现在的炼瓦亭新富本店,厨房主厨是圭一郎和具有30年从业资格的圭介,二人厨艺精湛。公二郎负责吧台的装盘和服务,圭一郎的妻子纯子,则负责接待顾客和收银。
据店主圭一郎讲,他的父亲当时是日比谷高校的毕业生。上学的时候似乎很迷恋橄榄球。班主任就告诉父亲说,他可以不用考试就能进入东大(即东京大学)。
所以那个时候,父亲的梦想就是从东大毕业后成为一名报社记者,但他好像囫囵吞枣地歪曲了班主任老师的意思,以为进入东大已经是板上钉钉的事,整天只顾着打球,结果考试自然是失败了。(笑)
这样一来,作为人生之路的另一个选择,父亲才选择了当时觉得具有未来性的西餐店经营。
他们的父亲篠原市郎,师从炼瓦亭第三代掌厨(在店里的介绍手册中被记为第二代)木田孝一,他也是作为唯一的优秀特例,在师事4年后就被允许成立了分店。

——————————

* 练习任务 *
a) 请列出炼瓦亭新富本店短文中出现的全部人名。
b) 请将炼瓦亭新富本店短文中以“据店主圭一郎讲,他的父亲当时”开头、以“结果考试自然是失败了。(笑)”结尾的部分原样重新录入。
c) 请从炼瓦亭新富本店短文末句之后续写这篇短文。

——————————

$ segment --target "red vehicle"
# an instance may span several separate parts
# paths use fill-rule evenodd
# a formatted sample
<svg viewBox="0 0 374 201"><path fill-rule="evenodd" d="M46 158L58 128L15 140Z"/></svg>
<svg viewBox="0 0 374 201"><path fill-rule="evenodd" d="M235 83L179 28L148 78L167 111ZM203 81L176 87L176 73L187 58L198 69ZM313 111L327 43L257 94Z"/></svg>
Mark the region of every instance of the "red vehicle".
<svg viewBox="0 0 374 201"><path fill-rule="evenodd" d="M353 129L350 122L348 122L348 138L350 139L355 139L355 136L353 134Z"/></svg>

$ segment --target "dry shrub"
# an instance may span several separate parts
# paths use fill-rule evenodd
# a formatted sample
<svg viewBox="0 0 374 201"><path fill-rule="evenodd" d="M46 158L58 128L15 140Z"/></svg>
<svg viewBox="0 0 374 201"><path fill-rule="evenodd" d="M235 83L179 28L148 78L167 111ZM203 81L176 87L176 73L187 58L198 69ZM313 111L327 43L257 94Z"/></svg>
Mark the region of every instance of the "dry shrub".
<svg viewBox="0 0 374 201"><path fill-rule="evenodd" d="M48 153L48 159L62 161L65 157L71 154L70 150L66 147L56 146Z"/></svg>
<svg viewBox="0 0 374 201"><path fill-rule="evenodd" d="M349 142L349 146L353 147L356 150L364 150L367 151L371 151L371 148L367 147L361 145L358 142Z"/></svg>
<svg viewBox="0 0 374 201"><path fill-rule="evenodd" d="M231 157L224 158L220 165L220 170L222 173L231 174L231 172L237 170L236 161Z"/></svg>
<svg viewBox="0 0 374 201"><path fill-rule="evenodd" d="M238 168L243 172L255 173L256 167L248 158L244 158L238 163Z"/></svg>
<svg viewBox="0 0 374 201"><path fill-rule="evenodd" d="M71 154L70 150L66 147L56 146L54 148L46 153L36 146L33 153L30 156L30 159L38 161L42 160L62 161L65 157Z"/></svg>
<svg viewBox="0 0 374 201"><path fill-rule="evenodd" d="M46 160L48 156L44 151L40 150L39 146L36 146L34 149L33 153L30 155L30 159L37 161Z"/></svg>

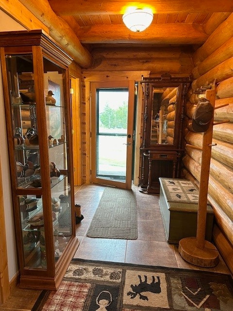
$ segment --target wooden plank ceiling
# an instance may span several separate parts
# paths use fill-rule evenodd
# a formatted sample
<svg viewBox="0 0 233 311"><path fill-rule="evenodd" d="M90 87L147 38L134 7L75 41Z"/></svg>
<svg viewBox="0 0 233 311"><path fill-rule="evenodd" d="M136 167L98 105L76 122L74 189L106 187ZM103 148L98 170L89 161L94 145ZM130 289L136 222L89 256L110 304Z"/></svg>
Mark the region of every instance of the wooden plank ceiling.
<svg viewBox="0 0 233 311"><path fill-rule="evenodd" d="M208 35L204 26L213 14L232 12L232 0L49 0L55 13L74 30L89 50L104 47L200 45ZM150 7L153 21L142 33L122 22L127 8Z"/></svg>

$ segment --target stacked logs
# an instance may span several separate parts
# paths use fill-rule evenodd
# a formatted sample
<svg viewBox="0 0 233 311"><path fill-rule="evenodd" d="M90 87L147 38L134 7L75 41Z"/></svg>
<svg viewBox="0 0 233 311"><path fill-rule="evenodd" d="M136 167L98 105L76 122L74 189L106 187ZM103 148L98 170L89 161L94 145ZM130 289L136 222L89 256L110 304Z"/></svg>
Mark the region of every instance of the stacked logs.
<svg viewBox="0 0 233 311"><path fill-rule="evenodd" d="M162 96L162 103L166 100L168 102L166 110L167 114L165 116L165 120L167 121L166 141L168 144L173 144L174 141L175 116L176 104L177 100L177 87L167 88L164 92Z"/></svg>
<svg viewBox="0 0 233 311"><path fill-rule="evenodd" d="M187 144L202 147L202 134L194 133L191 127L195 104L200 97L194 91L207 83L213 83L216 79L214 123L217 124L214 125L213 143L217 145L212 148L208 199L214 209L216 220L214 242L233 273L233 13L213 31L194 54L195 80L188 93L185 139ZM204 93L203 97L204 96ZM228 105L224 106L226 104ZM183 176L193 180L198 185L201 151L186 146L185 152L183 159Z"/></svg>

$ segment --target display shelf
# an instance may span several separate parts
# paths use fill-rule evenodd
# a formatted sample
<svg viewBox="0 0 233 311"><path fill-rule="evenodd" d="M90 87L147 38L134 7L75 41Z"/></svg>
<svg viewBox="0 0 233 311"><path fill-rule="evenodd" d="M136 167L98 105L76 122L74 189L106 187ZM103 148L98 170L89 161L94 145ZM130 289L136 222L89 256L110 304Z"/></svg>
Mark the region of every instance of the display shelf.
<svg viewBox="0 0 233 311"><path fill-rule="evenodd" d="M72 59L39 30L1 33L0 47L20 286L54 290L78 245Z"/></svg>

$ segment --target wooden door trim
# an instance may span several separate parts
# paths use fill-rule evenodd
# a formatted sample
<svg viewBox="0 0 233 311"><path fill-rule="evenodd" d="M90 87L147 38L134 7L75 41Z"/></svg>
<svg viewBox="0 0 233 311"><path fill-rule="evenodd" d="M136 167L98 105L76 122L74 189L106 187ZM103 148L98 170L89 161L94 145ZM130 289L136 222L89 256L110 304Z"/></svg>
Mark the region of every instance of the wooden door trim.
<svg viewBox="0 0 233 311"><path fill-rule="evenodd" d="M132 117L132 113L130 114L130 112L133 111L134 108L134 85L135 85L135 81L113 81L113 82L92 82L91 83L90 86L90 91L91 91L91 97L92 98L96 98L95 97L95 92L97 88L100 88L101 87L109 87L109 88L114 88L114 87L127 87L129 90L129 102L128 102L128 129L130 129L131 137L130 138L127 138L127 143L130 143L131 147L130 148L128 148L127 149L127 158L129 159L131 159L131 165L127 165L126 166L126 176L128 176L128 179L126 181L125 183L122 183L120 182L115 181L107 181L107 184L117 187L118 188L124 188L127 189L131 189L132 186L132 155L133 155L133 118ZM95 97L94 97L95 96ZM94 129L96 127L96 118L95 113L92 113L92 109L93 109L92 106L94 105L92 104L92 99L90 101L90 104L91 104L91 109L90 111L90 116L91 116L91 128ZM94 133L91 134L92 138L91 138L91 143L90 145L91 147L91 150L94 150L95 149L95 146L96 146L96 139L95 135L94 135ZM92 155L91 156L91 161L90 161L91 167L92 168L92 171L94 171L96 172L96 159L95 157L95 153L92 153ZM92 172L93 173L93 172ZM90 180L91 181L91 178L90 178ZM94 181L94 182L100 182L102 184L104 184L104 182L103 180L101 178L98 178L98 177L95 177L94 178L92 178L92 181Z"/></svg>

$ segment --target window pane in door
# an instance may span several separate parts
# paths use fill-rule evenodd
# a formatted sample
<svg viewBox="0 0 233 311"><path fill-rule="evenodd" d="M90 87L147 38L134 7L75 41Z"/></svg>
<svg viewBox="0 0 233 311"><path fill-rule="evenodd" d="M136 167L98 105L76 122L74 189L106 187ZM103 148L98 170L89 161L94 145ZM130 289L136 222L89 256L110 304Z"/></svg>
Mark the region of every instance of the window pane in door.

——————————

* 参考答案 *
a) 圭一郎、圭介、公二郎、纯子、篠原市郎、木田孝一

b)
据店主圭一郎讲,他的父亲当时是日比谷高校的毕业生。上学的时候似乎很迷恋橄榄球。班主任就告诉父亲说,他可以不用考试就能进入东大(即东京大学)。
所以那个时候,父亲的梦想就是从东大毕业后成为一名报社记者,但他好像囫囵吞枣地歪曲了班主任老师的意思,以为进入东大已经是板上钉钉的事,整天只顾着打球,结果考试自然是失败了。(笑)

c)
现在店里依旧延续了银座总本店最初的风格,保留了创业初期的菜单和口味,也进行了很多新菜品的尝试和改良。为了能让顾客品尝到店里更多种类的美食,圭一郎的父亲决定减少基本料理的分量,把各种菜品拼凑成一盘,供客人享用;还开发了很多诸如生姜猪肉和生咖喱等独创的菜品菜单,定价也很合理。
现在店里的席位桌子一共有20席,吧台10席,厨房是开放式的敞开透明厨房,顾客能够在座位上清晰地看到,一道道美食是如何在整洁澄明的厨房里,被高效快捷地制作出来端到眼前的。
我们在店里吃完汉堡,还想再吃点什么,看着菜单上琳琅满目的菜品,实在是让人难以选择。纠结半天后,点了店里独创的生姜猪肉+洋葱头(1100日元)、海鲜咖喱(1050日元)和季节性限定的煎牡蛎(1300日元)。
端上饭桌的生姜猪肉味道恰到好处,每吃一口,肉的香味和生姜的鲜美都会在口中弥漫良久。
海鲜咖喱中放有短蛸、墨鱼、小虾、蛤蜊、口蘑,这些鲜美的食材被放在黄油面酱中翻炒,刺啦一声,香辛料的香气便夹杂着食材的香味瞬间扑鼻而来。
煎牡蛎是大份装的,是把柠檬、蛋黄沙司、伍斯特辣酱改变了一下吃法,咀嚼的过程中会让人感受到它层次感丰富的独特口感。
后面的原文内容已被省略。